[Opening Extract to read section]
David Lloyd George wanted "homes fit for heroes" after the First World War, an admirable objective neatly expressed in what would much later be called a sound bite. But a later 20th-century Prime Minister, also with a constituency in Wales, showed that there is more to politics than sound bites. There is also pedantry and obscurantism.
"What I have done is to assemble a team of experts to give me a preliminary report by tomorrow on the factors that need to be taken into account," said Jim Callaghan, then Home Secretary, rather eerily presaging Jim Hacker in Yes, Minister. Callaghan was speaking in the 1960s after a gas explosion in a council block had killed four people.
By then, the Utopian ideal of decent state housing for the working classes, as championed by Lloyd George, had started to sour. The story was well explained by Michael Collins, himself a child of a big south London council estate, in The Great Estate: the Rise and Fall of the Council House. By the time Callaghan's successor as Prime Minister, Margaret Thatcher, instituted her right-to-buy policy in 1980, the great vision was in its death throes, yet Collins asserted that the fatal dose of strychnine had actually been administered under Callaghan's Labour government three years earlier, when local authorities were told to prioritise the homeless as soon as council housing became available, overlooking local people already on waiting lists. This policy became open to abuse, sub-letting became the norm, and itinerant tenants, with no sense of belonging, further destabilised the estates that had been such a source of pride to the early settlers, as Collins described them.
Tragically, today's Coalition Government seems similarly unable to grasp the fact that nothing bolsters respect for one's surroundings so much as a feeling of permanent attachment to them. Council tenants are being made to reapply every two years to stay in their homes, legislation described as "iniquitous" by one of Collins's interviewees, the Liverpudlian screenwriter Jimmy McGovern. This fascinating documentary made it dispiritingly clear that the common man and woman, whether heroic or not, never gets to spend too long in Utopia. Great social initiatives are crafted by politicians – in this instance Lord Salisbury, who in 1883 invited a Royal Commission to look into the housing of the working classes – and later destroyed by them.
[Closing Extract to read section]
Extend the review of the council-housing documentary, picking up after its final sentence.
[Opening Given information section]
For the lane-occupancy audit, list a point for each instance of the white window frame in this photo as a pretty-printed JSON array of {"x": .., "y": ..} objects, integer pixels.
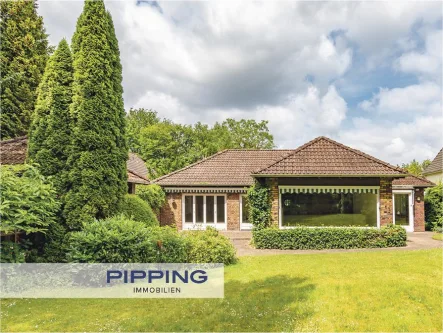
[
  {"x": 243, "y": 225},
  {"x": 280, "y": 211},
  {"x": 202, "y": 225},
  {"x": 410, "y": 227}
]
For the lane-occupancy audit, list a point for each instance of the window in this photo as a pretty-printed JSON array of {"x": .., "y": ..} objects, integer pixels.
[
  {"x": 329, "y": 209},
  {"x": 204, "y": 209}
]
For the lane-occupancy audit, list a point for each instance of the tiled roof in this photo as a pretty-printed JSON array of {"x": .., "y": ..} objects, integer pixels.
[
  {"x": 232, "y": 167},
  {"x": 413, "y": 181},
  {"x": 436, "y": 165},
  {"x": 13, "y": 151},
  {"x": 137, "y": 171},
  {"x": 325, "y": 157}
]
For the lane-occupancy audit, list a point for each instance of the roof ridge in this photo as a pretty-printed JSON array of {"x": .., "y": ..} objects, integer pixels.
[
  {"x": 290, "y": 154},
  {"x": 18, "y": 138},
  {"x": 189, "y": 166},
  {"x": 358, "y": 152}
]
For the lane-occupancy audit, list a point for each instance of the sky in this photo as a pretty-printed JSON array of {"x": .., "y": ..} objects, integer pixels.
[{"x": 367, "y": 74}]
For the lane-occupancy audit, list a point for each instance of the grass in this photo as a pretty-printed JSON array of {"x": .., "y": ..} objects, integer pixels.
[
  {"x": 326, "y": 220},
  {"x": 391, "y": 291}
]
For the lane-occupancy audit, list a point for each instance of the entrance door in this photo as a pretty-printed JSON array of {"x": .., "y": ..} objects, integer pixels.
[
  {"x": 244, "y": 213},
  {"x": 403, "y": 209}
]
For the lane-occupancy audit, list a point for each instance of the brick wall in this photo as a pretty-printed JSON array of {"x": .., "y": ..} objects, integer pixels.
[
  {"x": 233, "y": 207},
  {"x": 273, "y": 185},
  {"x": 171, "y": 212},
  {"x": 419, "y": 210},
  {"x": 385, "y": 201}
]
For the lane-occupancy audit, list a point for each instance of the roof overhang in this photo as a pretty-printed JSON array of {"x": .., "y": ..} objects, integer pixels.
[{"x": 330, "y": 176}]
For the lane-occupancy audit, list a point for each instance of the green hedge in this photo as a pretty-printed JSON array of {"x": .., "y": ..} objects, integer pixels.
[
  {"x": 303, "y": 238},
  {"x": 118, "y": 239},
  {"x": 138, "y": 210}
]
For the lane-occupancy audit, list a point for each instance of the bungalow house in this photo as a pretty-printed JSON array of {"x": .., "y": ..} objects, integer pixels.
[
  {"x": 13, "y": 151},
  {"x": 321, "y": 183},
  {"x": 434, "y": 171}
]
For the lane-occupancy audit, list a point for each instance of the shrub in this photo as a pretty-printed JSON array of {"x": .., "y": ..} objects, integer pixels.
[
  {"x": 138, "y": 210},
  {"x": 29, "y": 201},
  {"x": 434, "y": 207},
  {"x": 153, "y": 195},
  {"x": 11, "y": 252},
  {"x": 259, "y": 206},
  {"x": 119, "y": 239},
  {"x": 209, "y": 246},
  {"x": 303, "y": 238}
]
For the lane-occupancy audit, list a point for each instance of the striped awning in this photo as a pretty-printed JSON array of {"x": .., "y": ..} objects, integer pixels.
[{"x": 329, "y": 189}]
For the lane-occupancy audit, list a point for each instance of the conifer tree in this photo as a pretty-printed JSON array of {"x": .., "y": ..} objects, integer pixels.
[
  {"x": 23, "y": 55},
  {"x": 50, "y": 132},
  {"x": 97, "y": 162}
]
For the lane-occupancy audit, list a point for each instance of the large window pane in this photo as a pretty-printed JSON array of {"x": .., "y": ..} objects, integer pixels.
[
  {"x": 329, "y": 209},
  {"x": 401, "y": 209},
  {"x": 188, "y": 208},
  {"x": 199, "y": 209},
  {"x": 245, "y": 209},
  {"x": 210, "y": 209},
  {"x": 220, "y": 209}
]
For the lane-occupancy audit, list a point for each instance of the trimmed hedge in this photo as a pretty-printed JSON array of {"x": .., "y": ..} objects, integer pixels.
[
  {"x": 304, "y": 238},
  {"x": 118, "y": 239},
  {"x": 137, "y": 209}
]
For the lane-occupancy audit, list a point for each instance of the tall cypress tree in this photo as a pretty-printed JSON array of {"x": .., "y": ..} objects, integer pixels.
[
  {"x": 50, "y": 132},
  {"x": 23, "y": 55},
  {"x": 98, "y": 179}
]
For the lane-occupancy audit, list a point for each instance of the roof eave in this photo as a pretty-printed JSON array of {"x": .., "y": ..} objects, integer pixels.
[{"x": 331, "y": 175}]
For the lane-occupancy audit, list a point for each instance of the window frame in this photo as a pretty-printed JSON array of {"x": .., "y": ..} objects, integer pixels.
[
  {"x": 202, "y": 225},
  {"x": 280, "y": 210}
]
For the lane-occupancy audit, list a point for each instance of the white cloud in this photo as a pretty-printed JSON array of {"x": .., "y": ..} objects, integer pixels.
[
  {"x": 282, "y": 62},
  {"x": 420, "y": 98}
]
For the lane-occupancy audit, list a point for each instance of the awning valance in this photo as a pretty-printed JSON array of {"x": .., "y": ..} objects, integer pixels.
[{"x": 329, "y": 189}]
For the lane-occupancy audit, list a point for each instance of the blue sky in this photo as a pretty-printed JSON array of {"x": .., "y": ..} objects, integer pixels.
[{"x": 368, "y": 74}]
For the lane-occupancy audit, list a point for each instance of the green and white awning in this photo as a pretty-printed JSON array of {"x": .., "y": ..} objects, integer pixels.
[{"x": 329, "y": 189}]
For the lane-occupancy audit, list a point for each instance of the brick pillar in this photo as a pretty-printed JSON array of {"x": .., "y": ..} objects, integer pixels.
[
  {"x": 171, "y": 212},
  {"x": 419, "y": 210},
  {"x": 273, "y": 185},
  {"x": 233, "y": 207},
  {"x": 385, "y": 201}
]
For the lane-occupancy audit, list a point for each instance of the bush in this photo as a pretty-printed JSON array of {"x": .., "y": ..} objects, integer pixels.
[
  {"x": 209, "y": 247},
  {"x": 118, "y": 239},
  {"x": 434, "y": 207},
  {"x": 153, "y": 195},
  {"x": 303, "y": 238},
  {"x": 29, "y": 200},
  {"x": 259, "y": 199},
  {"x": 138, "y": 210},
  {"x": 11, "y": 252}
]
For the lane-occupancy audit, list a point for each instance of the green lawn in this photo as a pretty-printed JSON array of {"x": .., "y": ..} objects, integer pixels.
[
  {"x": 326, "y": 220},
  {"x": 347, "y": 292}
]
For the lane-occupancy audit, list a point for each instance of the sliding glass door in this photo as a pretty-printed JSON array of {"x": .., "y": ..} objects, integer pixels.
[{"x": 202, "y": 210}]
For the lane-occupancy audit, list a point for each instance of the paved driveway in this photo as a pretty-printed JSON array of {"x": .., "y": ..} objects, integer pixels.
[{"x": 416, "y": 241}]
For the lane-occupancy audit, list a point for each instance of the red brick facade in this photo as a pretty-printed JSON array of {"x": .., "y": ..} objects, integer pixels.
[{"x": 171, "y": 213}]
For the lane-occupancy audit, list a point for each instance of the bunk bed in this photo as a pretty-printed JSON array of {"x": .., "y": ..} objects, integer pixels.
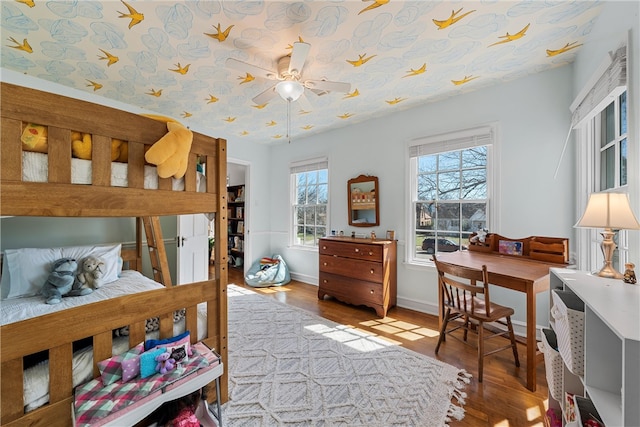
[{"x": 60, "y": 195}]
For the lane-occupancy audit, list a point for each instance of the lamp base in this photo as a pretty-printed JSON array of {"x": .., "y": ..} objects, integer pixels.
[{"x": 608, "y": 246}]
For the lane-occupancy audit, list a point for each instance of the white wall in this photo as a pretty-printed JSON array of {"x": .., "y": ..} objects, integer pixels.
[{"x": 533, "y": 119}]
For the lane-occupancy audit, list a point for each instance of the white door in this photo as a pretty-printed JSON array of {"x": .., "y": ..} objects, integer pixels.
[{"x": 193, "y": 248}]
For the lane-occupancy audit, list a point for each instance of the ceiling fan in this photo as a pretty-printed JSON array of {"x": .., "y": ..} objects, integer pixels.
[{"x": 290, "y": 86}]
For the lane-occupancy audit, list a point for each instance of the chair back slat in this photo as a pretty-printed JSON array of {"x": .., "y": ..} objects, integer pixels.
[Closing Given information section]
▸ **Answer to this exercise**:
Still, Collins found plenty of witnesses to the golden era of council housing, and while some of their reminiscences were decidedly rose-tinted, it was easy enough to understand the reflection of another Liverpudlian, that he and his contemporaries, as children, benefited hugely from knowing, and being known by, everyone on their estate. The anonymity these days of gangs of children on street corners, he suggested, contributes mightily to anti-social behaviour. That, and the declining influence of the church, I might add. In the 1960s, my own mother ran a shop on Liverpool's famously tough Scotland Road, and recalls now that the local scallywags would laugh off any threat to speak to their parents, or to call the police, yet blanched at the mere mention of the priest.
There didn't seem any way of taming the disturbed young subject of A Home for Maisie. Taken away from her natural parents at the age of four, by social services concerned for her welfare, seven-year-old Maisie had lived with 10 families before ending up as a prospective adoptee with Sue and Jim, a saintly-seeming pair unable to have children of their own who had already adopted eight others, focusing on older kids from troubled backgrounds.
There were times when this documentary felt a little like an extended advertisement for adoption, not that many of us would be good or brave enough to take on Maisie, whose fierce, violent tantrums were mainly directed at Sue, for the sad, simple reason that it had always been mother figures who, by Maisie's perception, had let her down.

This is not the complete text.